Data for this exercise:
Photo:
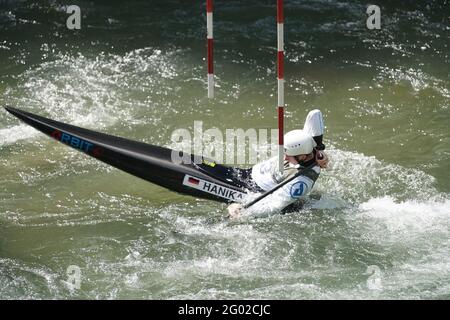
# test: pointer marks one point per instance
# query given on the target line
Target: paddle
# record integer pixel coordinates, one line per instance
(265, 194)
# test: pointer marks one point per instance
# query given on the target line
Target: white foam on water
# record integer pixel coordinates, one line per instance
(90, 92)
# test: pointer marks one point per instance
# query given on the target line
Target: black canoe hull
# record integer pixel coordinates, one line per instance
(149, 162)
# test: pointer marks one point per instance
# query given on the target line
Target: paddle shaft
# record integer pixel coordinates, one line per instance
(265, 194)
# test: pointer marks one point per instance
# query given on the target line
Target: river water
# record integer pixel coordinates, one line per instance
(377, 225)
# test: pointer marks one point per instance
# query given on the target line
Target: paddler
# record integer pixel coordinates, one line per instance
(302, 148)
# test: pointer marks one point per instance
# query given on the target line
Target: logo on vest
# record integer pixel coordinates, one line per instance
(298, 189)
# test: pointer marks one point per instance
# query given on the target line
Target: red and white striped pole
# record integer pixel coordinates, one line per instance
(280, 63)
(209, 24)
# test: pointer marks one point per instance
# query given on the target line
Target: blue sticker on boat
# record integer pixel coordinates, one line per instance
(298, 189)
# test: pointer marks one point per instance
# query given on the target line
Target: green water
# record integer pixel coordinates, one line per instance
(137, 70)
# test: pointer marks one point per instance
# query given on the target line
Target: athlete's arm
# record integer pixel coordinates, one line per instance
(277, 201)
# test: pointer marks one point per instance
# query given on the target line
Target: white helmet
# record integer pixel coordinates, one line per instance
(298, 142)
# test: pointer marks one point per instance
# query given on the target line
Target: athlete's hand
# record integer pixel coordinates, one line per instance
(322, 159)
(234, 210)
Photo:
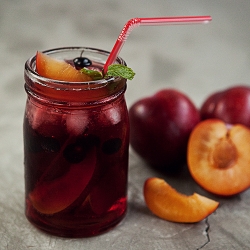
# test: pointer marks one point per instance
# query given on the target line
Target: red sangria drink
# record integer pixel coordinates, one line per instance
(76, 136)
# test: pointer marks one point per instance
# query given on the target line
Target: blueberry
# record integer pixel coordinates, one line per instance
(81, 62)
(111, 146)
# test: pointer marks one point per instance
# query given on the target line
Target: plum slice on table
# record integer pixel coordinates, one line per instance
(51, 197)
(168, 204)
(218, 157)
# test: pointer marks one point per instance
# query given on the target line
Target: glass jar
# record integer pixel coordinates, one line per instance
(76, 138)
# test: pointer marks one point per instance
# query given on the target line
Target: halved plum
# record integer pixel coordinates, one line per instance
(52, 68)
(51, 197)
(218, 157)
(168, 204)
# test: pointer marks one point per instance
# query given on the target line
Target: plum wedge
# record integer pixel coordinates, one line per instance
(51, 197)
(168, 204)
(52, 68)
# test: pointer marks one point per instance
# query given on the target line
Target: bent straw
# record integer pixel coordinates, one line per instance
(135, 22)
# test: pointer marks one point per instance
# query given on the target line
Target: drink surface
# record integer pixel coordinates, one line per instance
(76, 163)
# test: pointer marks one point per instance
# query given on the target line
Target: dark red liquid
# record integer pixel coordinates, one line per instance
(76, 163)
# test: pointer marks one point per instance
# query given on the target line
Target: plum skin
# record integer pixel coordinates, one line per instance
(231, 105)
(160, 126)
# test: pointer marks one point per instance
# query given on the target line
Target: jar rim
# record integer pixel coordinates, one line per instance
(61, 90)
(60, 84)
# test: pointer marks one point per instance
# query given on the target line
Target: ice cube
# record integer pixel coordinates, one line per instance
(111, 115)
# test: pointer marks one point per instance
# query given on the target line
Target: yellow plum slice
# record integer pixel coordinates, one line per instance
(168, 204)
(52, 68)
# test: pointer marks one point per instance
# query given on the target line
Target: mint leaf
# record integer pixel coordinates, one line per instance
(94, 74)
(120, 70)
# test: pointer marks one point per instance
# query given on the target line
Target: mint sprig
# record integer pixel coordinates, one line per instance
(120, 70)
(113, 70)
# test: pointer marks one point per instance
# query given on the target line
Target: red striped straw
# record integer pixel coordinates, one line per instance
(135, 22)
==
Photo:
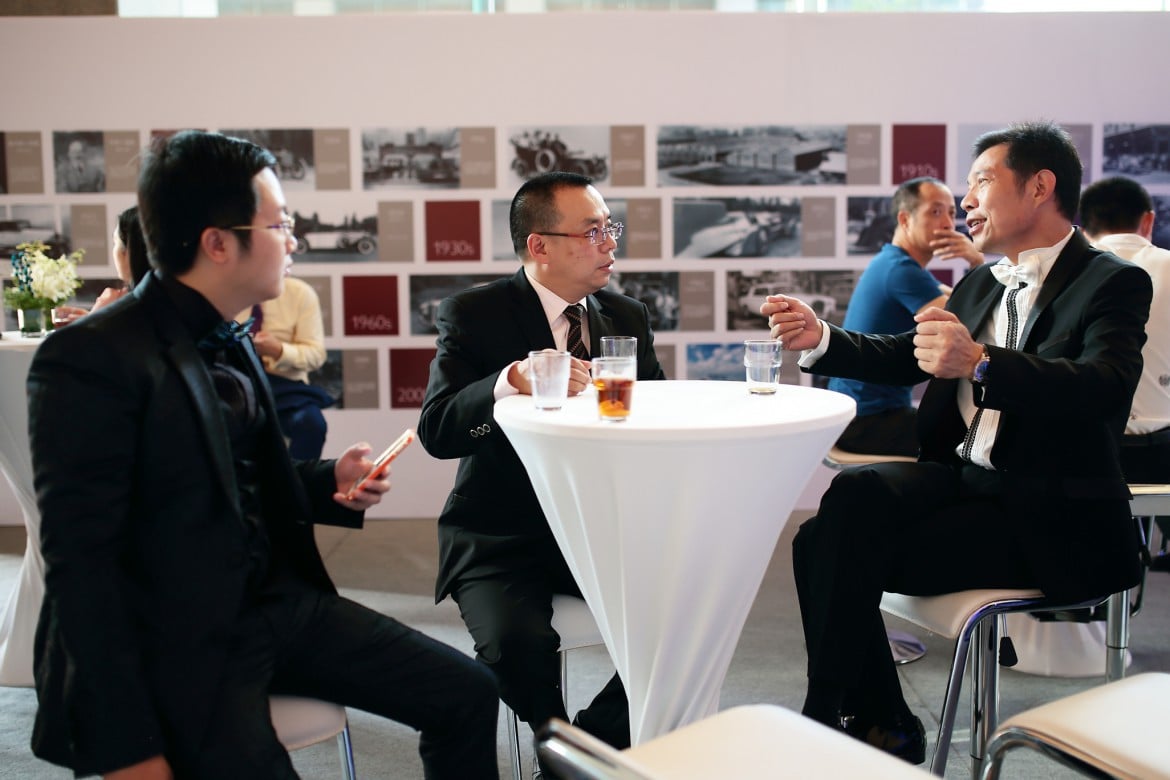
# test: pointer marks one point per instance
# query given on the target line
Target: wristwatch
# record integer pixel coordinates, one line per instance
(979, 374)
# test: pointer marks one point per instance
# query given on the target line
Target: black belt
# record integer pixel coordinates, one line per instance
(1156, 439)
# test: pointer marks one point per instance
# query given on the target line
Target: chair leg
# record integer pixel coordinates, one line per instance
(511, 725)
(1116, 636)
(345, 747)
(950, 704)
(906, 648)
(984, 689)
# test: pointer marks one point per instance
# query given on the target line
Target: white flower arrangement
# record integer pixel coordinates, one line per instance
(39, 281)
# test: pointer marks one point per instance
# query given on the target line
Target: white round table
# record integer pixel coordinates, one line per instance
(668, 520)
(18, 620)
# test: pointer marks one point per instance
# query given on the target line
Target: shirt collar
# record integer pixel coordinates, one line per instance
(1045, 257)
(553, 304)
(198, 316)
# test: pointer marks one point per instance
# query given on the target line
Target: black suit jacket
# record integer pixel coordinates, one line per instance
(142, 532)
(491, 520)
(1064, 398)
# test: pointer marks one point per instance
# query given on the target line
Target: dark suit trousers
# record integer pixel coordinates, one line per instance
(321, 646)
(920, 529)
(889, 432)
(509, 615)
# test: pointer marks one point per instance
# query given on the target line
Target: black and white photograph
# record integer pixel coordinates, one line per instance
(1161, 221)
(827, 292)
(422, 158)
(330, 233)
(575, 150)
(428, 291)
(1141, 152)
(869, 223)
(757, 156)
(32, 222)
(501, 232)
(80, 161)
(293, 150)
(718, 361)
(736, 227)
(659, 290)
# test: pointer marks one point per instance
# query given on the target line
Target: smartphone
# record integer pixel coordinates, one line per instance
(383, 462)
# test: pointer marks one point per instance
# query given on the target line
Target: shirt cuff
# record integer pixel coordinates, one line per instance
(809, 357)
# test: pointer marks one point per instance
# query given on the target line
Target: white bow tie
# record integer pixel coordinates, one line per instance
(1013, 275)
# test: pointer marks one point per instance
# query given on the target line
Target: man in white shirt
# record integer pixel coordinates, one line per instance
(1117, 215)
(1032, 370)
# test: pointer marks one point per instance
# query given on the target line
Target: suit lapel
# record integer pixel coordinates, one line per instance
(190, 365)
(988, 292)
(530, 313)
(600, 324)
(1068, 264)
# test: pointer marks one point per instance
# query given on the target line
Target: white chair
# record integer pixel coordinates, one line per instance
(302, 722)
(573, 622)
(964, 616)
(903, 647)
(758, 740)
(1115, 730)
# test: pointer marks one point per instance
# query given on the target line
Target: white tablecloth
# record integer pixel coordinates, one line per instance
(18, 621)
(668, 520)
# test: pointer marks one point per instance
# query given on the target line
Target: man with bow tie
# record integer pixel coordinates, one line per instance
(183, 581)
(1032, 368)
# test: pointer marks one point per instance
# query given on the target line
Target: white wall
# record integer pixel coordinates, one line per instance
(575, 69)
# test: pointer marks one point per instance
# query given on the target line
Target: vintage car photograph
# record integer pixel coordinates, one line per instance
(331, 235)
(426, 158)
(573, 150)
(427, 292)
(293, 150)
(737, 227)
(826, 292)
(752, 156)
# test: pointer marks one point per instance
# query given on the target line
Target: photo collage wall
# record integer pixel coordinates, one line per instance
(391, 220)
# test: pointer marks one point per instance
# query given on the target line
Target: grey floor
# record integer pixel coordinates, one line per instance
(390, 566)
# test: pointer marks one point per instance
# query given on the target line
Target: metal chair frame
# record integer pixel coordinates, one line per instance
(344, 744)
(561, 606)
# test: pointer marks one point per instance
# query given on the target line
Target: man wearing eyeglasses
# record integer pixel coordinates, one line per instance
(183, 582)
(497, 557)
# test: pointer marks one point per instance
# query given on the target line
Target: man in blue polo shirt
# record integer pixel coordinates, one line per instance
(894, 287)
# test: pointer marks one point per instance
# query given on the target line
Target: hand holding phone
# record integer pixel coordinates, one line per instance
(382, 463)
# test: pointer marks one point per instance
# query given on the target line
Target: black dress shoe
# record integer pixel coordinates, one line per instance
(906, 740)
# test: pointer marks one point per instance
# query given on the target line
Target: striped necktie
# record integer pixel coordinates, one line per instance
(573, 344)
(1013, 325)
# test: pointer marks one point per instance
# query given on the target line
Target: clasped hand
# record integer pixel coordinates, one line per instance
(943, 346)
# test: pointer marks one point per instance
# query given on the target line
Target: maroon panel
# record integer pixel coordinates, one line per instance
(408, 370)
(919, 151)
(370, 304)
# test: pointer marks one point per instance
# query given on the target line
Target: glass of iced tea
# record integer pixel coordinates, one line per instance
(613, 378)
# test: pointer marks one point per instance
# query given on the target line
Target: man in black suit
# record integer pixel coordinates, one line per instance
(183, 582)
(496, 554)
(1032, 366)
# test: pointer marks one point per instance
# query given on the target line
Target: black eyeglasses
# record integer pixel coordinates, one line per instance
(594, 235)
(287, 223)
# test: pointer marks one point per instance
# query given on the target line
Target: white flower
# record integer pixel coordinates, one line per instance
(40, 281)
* * *
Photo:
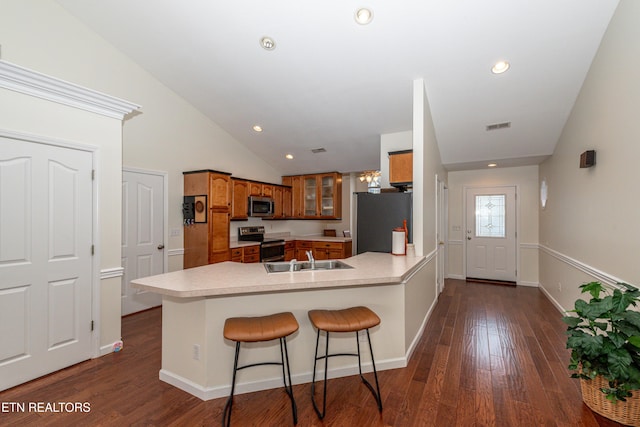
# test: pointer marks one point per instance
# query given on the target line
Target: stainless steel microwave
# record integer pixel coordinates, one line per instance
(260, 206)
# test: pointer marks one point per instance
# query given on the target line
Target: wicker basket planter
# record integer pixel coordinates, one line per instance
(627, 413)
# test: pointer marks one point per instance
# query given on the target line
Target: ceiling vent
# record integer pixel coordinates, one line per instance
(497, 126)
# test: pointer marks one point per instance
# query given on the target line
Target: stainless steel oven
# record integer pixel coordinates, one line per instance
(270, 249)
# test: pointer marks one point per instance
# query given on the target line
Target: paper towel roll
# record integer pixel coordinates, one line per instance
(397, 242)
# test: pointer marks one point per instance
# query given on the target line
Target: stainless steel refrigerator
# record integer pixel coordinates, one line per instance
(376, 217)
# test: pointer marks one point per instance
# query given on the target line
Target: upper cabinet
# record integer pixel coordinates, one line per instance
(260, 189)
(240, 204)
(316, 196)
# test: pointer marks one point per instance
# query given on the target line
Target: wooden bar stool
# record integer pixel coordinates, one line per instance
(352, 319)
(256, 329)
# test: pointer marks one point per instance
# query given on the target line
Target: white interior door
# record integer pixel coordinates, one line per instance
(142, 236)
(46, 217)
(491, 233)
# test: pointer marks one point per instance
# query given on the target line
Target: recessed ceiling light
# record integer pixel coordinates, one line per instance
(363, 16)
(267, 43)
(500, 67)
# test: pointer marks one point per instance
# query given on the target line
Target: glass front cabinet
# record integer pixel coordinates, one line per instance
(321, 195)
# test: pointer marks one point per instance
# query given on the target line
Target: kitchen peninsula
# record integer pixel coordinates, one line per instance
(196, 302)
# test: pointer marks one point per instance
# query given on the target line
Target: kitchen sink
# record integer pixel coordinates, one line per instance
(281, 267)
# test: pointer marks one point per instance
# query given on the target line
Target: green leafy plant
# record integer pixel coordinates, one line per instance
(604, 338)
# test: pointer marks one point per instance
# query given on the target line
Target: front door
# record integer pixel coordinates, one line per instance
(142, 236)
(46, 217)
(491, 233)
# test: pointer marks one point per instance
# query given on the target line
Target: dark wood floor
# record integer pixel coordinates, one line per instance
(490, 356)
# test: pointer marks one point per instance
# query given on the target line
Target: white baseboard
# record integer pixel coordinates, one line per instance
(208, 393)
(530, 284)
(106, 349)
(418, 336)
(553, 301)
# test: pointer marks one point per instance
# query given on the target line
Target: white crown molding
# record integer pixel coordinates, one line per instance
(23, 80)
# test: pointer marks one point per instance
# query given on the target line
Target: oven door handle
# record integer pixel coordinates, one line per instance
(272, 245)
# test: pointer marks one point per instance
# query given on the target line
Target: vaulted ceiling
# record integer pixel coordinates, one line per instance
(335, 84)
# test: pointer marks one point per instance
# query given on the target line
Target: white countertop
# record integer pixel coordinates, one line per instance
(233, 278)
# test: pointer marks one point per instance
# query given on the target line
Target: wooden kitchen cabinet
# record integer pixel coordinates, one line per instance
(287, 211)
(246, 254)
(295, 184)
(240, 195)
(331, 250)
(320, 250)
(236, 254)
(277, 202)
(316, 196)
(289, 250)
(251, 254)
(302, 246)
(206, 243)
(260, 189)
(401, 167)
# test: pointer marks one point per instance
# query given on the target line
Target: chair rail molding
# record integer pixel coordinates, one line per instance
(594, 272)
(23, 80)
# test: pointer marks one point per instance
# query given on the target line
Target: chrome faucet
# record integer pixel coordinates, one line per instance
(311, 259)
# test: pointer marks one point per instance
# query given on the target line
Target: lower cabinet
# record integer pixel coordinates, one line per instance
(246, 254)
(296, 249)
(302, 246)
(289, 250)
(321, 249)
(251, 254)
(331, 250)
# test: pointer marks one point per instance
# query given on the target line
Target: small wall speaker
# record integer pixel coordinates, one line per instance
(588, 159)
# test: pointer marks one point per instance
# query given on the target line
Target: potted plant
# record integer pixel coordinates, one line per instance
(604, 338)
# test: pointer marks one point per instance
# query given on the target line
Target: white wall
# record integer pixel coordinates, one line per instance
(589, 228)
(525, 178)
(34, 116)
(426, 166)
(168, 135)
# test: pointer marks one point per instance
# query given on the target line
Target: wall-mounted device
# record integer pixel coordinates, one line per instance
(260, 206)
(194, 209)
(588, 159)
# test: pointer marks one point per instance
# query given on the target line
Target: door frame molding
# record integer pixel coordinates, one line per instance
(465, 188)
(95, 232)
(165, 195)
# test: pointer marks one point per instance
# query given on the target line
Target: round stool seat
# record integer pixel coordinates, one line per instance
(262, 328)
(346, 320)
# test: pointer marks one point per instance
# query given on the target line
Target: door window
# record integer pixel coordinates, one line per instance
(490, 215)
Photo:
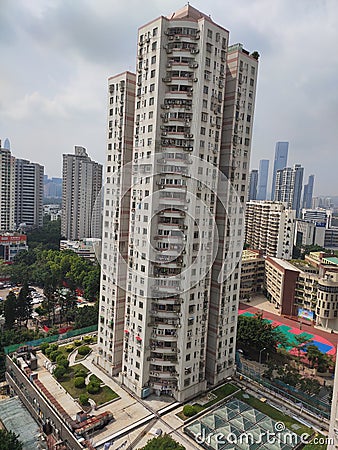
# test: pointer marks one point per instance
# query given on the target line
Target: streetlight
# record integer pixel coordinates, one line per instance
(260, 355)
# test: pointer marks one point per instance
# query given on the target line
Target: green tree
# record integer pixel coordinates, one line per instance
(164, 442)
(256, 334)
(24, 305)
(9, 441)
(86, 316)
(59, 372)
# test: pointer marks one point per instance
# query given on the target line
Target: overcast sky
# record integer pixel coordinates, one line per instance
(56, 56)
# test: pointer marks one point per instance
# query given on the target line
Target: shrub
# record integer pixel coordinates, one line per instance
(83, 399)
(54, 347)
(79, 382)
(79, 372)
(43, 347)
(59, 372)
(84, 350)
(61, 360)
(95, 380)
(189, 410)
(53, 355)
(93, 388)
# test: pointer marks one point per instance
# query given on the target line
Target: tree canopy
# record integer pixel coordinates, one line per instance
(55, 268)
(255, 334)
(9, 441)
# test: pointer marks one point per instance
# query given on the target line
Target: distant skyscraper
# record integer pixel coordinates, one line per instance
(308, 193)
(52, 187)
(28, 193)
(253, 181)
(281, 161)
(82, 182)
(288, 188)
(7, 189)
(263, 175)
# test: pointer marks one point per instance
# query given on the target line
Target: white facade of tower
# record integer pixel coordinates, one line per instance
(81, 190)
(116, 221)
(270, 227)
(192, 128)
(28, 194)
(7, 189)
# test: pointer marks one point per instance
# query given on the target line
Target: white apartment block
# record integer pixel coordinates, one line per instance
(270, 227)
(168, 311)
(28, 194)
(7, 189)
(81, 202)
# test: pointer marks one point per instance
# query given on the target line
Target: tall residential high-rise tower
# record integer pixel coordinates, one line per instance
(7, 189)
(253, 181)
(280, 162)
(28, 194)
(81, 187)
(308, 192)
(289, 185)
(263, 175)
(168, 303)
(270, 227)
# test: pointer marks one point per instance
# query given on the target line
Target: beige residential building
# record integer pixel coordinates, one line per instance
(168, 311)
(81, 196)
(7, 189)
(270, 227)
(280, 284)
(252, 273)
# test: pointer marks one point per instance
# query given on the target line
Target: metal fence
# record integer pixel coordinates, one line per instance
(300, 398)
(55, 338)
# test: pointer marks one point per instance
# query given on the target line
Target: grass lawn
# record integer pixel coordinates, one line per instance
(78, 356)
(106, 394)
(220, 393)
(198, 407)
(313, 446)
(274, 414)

Exercise directions: How many lines in the items above contain the string "ceiling"? Matching is case-sensitive; reply with the number only.

Solution below: 3